Exercise goal
For the data below, restate word for word only the lines from the line containing "column 311, row 22" through the line containing "column 409, row 308", both ends included.

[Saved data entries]

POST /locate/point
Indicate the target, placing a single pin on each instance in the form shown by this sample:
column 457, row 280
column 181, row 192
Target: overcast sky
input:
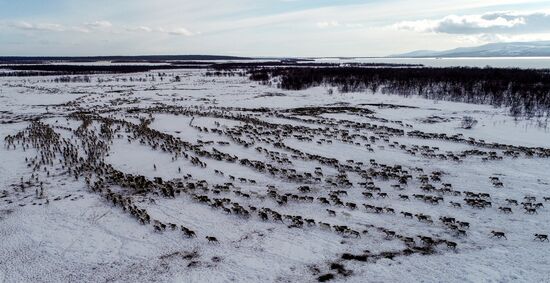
column 263, row 27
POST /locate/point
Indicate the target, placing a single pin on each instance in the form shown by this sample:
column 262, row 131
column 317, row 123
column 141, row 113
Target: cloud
column 37, row 27
column 328, row 24
column 332, row 24
column 496, row 22
column 140, row 29
column 180, row 31
column 99, row 25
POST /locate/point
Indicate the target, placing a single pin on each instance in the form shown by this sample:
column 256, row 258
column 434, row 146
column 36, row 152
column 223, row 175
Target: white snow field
column 123, row 180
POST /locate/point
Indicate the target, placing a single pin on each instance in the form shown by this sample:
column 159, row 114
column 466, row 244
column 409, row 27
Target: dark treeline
column 291, row 63
column 526, row 92
column 144, row 58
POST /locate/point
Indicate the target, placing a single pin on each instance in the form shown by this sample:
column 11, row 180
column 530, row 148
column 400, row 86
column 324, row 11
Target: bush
column 468, row 122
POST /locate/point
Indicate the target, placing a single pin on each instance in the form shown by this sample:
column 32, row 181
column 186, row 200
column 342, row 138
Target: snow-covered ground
column 55, row 227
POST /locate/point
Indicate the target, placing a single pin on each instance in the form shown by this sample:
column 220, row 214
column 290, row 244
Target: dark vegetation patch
column 114, row 59
column 525, row 92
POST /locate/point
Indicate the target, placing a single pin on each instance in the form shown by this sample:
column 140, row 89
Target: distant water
column 496, row 62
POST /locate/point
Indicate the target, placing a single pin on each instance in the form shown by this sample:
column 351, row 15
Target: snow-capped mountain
column 503, row 49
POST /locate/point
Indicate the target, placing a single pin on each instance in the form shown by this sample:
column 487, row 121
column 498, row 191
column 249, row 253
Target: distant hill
column 503, row 49
column 143, row 58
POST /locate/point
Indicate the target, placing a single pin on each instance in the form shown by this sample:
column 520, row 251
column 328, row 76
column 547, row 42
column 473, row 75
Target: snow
column 83, row 237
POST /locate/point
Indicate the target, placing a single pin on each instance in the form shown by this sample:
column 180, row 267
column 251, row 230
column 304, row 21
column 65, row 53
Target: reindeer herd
column 337, row 189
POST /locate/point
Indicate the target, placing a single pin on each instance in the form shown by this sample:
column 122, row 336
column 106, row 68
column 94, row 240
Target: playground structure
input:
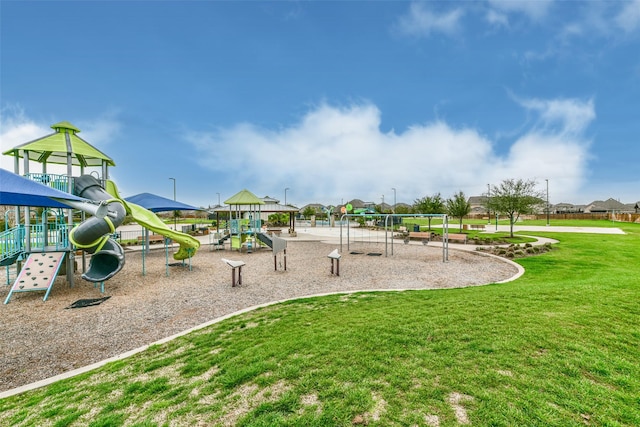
column 59, row 238
column 389, row 220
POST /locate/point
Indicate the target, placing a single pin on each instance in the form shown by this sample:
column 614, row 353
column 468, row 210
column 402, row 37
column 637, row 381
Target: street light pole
column 547, row 202
column 175, row 219
column 488, row 203
column 394, row 200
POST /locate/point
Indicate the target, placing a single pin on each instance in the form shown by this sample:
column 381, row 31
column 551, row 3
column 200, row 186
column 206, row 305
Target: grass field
column 558, row 347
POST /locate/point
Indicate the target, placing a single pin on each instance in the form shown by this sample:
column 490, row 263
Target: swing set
column 389, row 221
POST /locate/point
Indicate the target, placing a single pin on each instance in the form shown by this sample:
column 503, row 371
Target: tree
column 403, row 209
column 512, row 198
column 308, row 212
column 458, row 206
column 429, row 205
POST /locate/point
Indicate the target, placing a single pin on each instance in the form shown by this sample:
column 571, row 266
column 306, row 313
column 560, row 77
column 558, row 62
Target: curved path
column 156, row 308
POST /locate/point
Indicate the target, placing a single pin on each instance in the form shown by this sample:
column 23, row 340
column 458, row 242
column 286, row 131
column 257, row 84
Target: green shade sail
column 55, row 147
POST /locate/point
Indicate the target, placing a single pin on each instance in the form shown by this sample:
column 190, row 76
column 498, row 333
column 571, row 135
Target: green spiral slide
column 188, row 244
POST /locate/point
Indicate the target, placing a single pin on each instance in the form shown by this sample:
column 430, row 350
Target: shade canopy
column 244, row 197
column 159, row 204
column 19, row 191
column 56, row 147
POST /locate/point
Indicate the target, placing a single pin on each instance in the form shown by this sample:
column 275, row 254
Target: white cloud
column 534, row 9
column 422, row 22
column 16, row 129
column 629, row 17
column 102, row 130
column 334, row 153
column 497, row 19
column 562, row 116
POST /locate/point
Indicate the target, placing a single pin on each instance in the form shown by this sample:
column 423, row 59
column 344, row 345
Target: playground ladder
column 38, row 274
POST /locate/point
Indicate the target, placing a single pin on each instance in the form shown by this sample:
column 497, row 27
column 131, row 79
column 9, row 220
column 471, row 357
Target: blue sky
column 333, row 100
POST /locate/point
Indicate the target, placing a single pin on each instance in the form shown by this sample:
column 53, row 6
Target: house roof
column 608, row 205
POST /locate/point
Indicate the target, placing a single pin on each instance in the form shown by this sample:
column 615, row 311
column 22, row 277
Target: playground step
column 38, row 274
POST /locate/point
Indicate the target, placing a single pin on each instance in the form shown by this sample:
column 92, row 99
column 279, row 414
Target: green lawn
column 558, row 347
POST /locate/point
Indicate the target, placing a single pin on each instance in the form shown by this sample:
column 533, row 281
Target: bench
column 153, row 238
column 458, row 237
column 420, row 235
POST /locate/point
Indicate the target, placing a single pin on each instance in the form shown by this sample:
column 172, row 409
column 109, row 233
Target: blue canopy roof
column 159, row 204
column 16, row 190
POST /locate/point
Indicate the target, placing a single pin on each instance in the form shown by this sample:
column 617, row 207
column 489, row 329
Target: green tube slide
column 188, row 244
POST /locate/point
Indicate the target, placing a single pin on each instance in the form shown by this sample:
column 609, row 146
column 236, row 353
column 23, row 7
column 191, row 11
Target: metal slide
column 94, row 235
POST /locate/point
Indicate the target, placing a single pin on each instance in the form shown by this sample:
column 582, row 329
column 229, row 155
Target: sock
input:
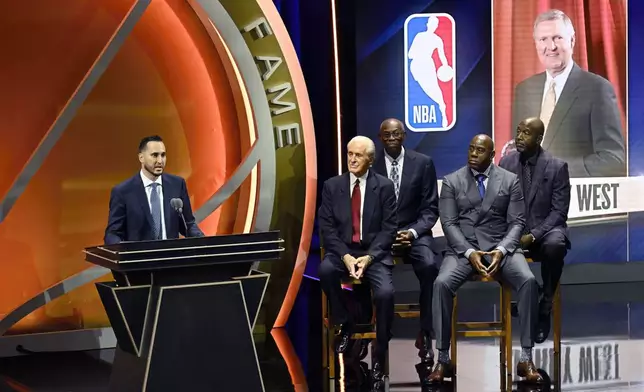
column 443, row 356
column 526, row 354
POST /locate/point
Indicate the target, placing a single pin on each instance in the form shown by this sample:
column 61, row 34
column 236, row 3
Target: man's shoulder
column 557, row 163
column 457, row 174
column 532, row 81
column 127, row 184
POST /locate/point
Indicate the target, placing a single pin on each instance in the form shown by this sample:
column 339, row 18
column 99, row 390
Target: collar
column 362, row 178
column 400, row 157
column 147, row 181
column 532, row 161
column 486, row 173
column 560, row 79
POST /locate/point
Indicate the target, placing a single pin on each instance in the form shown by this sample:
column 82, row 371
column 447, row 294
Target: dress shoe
column 378, row 377
column 364, row 348
column 343, row 339
column 424, row 346
column 441, row 371
column 543, row 328
column 528, row 371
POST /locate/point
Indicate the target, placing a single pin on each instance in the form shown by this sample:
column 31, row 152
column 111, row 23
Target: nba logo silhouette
column 430, row 70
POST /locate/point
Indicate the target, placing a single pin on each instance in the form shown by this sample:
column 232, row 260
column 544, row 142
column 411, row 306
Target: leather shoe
column 441, row 371
column 377, row 377
column 543, row 328
column 528, row 371
column 424, row 346
column 342, row 339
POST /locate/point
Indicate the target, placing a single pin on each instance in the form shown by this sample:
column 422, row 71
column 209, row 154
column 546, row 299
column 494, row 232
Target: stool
column 501, row 329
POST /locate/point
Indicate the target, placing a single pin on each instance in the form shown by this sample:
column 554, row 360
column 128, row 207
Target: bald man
column 545, row 183
column 357, row 219
column 482, row 213
column 414, row 178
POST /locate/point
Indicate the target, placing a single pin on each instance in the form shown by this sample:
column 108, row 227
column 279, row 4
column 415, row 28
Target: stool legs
column 557, row 339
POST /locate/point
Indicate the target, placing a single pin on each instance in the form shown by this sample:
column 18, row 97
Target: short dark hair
column 144, row 142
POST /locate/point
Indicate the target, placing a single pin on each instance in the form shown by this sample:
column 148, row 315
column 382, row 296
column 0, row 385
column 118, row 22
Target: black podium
column 183, row 311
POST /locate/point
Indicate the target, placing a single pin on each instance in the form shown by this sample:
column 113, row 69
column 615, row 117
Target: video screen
column 451, row 70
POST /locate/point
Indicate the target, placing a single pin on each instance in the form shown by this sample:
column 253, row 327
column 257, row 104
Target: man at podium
column 151, row 205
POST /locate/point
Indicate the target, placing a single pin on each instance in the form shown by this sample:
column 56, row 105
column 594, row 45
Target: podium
column 183, row 311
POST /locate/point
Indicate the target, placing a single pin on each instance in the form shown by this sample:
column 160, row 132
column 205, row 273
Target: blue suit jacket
column 548, row 199
column 130, row 218
column 378, row 216
column 417, row 206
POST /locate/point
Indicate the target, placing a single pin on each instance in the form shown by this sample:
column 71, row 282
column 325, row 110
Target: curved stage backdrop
column 218, row 80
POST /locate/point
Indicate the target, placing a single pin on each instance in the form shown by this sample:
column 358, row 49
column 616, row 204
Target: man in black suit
column 414, row 178
column 579, row 109
column 140, row 208
column 481, row 210
column 357, row 219
column 546, row 187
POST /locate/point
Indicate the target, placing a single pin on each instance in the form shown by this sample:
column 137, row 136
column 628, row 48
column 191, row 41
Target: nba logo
column 430, row 70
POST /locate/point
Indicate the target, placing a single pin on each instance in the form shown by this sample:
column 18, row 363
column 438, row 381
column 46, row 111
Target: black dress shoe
column 543, row 328
column 343, row 339
column 377, row 377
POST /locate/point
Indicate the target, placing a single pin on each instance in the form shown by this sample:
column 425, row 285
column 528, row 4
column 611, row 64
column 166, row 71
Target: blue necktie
column 395, row 178
column 480, row 178
column 155, row 210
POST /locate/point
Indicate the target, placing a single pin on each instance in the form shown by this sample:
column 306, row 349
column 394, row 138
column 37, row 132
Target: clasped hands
column 476, row 259
column 356, row 266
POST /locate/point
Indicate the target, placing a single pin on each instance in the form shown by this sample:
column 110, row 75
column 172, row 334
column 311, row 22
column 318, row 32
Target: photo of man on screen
column 579, row 108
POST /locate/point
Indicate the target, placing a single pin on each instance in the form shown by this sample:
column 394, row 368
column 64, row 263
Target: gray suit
column 585, row 129
column 471, row 223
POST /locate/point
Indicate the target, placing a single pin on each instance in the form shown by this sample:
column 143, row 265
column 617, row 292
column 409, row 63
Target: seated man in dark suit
column 357, row 219
column 481, row 210
column 140, row 207
column 414, row 178
column 546, row 188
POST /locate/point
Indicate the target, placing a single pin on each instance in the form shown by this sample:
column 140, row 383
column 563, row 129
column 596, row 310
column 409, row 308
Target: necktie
column 548, row 106
column 480, row 180
column 393, row 176
column 527, row 177
column 155, row 210
column 355, row 212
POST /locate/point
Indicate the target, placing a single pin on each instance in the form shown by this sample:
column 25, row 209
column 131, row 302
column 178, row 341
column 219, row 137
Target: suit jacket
column 585, row 129
column 417, row 205
column 471, row 223
column 130, row 218
column 548, row 199
column 378, row 216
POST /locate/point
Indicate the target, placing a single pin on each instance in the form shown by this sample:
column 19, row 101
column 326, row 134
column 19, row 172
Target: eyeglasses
column 394, row 134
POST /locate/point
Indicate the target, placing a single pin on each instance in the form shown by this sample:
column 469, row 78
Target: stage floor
column 602, row 349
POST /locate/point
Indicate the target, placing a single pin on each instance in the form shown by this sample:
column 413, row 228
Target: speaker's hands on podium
column 497, row 256
column 475, row 259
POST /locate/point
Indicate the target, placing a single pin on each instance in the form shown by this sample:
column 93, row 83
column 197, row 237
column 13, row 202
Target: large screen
column 450, row 70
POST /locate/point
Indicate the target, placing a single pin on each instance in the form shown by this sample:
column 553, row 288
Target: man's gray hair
column 554, row 15
column 371, row 147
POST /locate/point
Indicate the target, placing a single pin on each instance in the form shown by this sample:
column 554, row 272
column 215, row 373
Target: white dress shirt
column 148, row 191
column 363, row 187
column 560, row 82
column 401, row 161
column 487, row 176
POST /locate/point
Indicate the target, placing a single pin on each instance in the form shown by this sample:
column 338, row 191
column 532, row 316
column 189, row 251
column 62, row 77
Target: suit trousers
column 379, row 277
column 456, row 270
column 550, row 251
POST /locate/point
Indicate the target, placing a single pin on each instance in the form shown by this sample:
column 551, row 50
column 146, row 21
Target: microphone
column 177, row 204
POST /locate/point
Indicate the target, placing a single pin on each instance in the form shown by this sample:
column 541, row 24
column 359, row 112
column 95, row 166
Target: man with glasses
column 414, row 178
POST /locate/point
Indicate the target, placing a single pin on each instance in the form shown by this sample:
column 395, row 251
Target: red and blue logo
column 430, row 71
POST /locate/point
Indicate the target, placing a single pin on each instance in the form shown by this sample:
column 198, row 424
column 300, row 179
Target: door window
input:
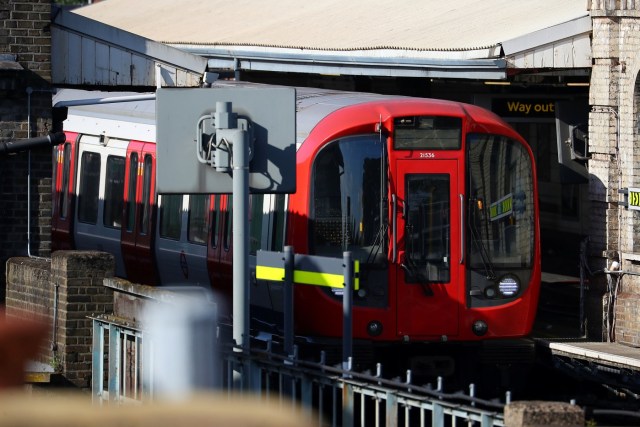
column 427, row 228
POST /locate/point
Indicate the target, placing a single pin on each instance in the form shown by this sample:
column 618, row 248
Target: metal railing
column 324, row 394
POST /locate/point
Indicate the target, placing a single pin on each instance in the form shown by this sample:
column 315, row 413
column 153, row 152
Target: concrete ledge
column 543, row 414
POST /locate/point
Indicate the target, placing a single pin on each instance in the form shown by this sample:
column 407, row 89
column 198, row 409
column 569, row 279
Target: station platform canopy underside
column 465, row 39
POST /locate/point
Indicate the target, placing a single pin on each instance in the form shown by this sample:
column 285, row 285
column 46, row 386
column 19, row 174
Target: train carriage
column 436, row 199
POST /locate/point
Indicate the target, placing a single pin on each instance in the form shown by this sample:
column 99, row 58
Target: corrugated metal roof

Written answer
column 311, row 22
column 318, row 32
Target: photo of man on screen
column 579, row 108
POST /locate/point
Indicate the target, placing a single pin on each instance in the form shown by this sample:
column 394, row 368
column 64, row 263
Target: gray suit
column 585, row 129
column 471, row 223
POST /locate/point
Indicate the target, placing a single pin on each instance in the form shown by this sample:
column 143, row 265
column 617, row 292
column 409, row 63
Target: seated man in dark suit
column 357, row 219
column 481, row 210
column 140, row 207
column 414, row 178
column 546, row 188
POST /locate/point
Indicate the target, placing a single pin on each instance in the form shown by this sample:
column 140, row 383
column 563, row 129
column 596, row 310
column 409, row 308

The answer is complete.